→ **Record extracts**:
==================================================
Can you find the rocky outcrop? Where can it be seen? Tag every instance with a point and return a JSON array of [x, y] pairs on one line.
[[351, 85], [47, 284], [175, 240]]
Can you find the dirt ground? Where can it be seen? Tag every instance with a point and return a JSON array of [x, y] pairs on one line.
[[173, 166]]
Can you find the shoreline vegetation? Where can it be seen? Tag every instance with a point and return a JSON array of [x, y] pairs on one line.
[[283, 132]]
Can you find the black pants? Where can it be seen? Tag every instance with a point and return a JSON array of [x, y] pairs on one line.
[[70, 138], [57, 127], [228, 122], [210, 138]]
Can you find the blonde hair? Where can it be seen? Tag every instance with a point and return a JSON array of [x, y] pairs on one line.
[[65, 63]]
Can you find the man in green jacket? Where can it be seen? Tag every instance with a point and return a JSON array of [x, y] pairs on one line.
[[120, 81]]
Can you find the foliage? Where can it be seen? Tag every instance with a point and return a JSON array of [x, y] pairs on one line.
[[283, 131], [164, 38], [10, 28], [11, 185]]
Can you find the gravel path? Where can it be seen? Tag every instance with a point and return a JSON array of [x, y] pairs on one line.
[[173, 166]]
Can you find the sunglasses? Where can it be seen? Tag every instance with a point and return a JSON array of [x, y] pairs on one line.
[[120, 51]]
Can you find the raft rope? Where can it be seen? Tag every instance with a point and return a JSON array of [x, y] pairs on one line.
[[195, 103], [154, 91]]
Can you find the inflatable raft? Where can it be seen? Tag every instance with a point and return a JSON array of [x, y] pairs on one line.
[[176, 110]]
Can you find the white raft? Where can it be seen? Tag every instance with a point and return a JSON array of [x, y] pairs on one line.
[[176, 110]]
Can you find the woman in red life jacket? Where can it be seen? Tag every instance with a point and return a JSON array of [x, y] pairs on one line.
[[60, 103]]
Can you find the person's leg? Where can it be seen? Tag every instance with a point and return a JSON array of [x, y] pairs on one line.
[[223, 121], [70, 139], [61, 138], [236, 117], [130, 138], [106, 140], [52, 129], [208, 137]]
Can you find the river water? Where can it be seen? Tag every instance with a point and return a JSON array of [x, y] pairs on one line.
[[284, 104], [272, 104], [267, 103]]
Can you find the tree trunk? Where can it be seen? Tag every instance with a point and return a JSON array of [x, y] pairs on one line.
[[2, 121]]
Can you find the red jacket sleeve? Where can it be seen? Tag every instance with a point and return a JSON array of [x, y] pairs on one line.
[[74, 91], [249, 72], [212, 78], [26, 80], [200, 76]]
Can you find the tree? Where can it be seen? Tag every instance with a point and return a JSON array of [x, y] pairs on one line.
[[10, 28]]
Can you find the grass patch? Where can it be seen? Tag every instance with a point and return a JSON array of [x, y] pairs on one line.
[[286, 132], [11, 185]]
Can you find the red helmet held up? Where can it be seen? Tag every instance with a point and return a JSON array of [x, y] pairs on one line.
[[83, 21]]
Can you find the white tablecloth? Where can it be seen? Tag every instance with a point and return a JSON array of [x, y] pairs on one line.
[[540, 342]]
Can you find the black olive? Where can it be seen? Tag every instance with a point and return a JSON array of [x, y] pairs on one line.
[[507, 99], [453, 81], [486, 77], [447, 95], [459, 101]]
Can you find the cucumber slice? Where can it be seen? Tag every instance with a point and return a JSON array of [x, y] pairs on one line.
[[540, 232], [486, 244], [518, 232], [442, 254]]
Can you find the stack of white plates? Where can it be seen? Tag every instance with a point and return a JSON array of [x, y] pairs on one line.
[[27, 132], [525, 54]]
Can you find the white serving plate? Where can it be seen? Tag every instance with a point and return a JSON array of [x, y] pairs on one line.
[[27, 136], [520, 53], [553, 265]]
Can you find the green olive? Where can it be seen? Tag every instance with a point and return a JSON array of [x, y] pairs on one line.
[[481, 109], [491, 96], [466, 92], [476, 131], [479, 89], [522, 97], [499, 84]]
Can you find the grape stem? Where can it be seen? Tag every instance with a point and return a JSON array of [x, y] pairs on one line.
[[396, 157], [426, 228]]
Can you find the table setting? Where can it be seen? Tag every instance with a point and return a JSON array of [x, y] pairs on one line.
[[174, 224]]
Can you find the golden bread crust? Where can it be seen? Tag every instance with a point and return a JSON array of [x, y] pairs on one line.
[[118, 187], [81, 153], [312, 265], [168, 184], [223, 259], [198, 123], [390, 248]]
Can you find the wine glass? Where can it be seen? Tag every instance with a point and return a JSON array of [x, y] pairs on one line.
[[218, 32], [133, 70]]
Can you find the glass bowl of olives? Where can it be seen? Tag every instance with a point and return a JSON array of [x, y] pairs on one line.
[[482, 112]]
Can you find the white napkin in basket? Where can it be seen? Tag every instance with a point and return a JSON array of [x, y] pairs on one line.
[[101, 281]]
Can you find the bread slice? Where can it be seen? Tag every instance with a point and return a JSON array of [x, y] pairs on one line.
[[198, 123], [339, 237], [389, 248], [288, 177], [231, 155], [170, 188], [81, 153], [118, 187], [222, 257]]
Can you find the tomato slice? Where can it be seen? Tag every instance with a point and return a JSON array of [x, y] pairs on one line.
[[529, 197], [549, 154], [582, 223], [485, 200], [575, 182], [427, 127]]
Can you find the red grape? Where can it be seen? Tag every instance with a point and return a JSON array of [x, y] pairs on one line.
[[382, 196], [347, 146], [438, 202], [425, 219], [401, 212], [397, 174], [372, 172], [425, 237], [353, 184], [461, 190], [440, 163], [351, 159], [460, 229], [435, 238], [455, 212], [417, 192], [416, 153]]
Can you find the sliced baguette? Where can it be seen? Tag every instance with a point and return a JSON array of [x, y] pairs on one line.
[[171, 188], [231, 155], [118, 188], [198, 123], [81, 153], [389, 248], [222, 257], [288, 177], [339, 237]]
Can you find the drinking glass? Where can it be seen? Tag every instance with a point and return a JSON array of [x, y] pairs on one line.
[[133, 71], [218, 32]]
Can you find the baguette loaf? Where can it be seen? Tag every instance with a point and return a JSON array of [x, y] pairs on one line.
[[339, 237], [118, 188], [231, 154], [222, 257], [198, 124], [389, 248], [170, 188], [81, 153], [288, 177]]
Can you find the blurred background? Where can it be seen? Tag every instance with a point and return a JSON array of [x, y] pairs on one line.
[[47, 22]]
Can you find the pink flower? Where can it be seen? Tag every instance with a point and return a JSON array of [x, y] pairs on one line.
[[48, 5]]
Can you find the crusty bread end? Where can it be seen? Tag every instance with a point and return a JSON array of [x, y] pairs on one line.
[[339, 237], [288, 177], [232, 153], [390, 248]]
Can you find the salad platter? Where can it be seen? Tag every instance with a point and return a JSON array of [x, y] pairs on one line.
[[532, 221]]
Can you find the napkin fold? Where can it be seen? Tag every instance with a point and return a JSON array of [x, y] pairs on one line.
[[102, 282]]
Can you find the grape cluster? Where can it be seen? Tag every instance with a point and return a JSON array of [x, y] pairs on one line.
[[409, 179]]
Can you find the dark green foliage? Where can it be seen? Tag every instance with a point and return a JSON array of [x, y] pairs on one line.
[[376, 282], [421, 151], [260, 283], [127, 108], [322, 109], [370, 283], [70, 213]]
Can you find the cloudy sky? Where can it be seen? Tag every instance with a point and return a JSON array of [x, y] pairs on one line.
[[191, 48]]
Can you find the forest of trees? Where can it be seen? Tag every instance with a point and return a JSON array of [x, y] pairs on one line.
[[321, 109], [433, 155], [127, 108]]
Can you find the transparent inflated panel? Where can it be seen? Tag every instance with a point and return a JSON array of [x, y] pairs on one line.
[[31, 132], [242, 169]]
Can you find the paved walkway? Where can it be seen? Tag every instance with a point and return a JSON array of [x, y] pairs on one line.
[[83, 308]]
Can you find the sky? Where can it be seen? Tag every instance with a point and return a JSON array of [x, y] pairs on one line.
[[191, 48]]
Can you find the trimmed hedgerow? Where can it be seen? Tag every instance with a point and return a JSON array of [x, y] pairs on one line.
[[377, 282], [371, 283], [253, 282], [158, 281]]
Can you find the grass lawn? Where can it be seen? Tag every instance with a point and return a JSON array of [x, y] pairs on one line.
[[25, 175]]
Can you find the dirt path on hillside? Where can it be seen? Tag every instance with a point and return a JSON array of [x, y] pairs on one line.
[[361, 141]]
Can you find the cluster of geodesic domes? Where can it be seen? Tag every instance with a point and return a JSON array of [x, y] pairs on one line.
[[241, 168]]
==================================================
→ **Task**:
One line contains "Can you find the sky?". Return that line and every later line through the end of the listing above, exactly, and nothing else.

→ **Reply**:
Can you find the sky? Where can it be seen? Tag every instance with a point and return a JSON array of [x, y] pairs on one line.
[[191, 48]]
Can you find the trimmed hedgerow? Where can it be seen? Tag every instance with a point and return a JSON array of [x, y] pairs on one line.
[[377, 282], [371, 283], [253, 282], [158, 281]]
Can you find the grass lawn? Where can it be seen? Tag every instance with a point and return a JSON array of [x, y] pairs on one line.
[[25, 175]]
Can you find the dirt path on hillside? Where can it be seen? Tag every instance with a point and return a JSON array of [x, y] pairs on one line.
[[361, 141]]
Can you find the cluster of geodesic domes? Where can it be seen? Tag every instance with a point and return a JSON array of [x, y] pairs on one line.
[[241, 168]]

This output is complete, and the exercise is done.